:: TO DO ::
All entries are to be retyped without alteration.

══════

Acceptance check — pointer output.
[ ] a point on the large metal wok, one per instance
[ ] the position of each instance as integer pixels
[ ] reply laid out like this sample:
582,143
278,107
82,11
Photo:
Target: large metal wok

══════

:: TASK OUTPUT ::
Acceptance check — pointer output.
[ ] a point on the large metal wok, one per instance
[ ] the position of each instance as integer pixels
[ ] reply laid out like this sample:
582,143
278,107
82,11
Photo:
Target: large metal wok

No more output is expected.